## WORK TO COMPLETE
Rewrite the records below with every "Mark the region" changed to "Outline the area" and everything else left as it is. Leave the pictures out.

## DATA FOR THIS EXERCISE
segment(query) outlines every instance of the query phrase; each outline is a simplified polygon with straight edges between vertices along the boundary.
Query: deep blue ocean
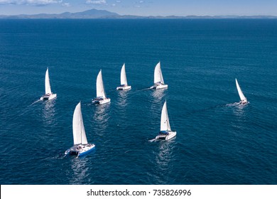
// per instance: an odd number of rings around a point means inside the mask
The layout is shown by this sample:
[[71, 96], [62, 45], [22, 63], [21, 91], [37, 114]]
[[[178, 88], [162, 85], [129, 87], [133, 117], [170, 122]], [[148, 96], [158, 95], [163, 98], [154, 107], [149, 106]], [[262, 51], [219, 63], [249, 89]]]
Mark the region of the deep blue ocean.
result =
[[[1, 19], [0, 97], [1, 184], [277, 184], [277, 20]], [[165, 100], [177, 136], [151, 142]], [[96, 150], [65, 156], [80, 101]]]

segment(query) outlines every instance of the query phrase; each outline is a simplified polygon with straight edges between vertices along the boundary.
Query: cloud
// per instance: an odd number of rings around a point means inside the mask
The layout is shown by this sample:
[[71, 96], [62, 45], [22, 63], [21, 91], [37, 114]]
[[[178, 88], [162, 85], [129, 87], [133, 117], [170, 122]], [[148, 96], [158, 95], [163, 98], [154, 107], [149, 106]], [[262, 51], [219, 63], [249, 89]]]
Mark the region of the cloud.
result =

## RESULT
segment(query) outlines every instance of the query phrase; each outline is a simplified polygon with straight edges between vertices along the boundary.
Query: deep blue ocean
// per instance: an odd number of rings around a point means inside the mask
The layout is shown by this sample:
[[71, 96], [62, 45], [22, 63], [21, 91], [37, 114]]
[[[178, 88], [162, 85], [129, 87], [133, 117], [170, 122]], [[148, 96], [158, 95], [163, 98], [154, 107], [149, 106]], [[262, 51], [219, 63], [249, 89]]]
Outline the area of the deep blue ocean.
result =
[[[1, 19], [0, 97], [1, 184], [277, 184], [277, 20]], [[165, 100], [177, 136], [151, 142]], [[96, 150], [65, 156], [80, 101]]]

segment(query) outlines every instance of the query phrase; each outline is a simplified polygon with straight edges between vertices along the boundary.
Query: cloud
// per instance: an odd number of rings around a point means inside the mask
The layout is shown by this sample:
[[71, 96], [62, 45], [22, 63], [21, 91], [37, 114]]
[[[178, 88], [162, 85], [129, 87], [133, 117], [170, 122]], [[148, 96], [158, 95], [163, 98], [154, 107], [149, 106]], [[262, 51], [219, 63], [249, 89]]]
Outline the area of the cloud.
result =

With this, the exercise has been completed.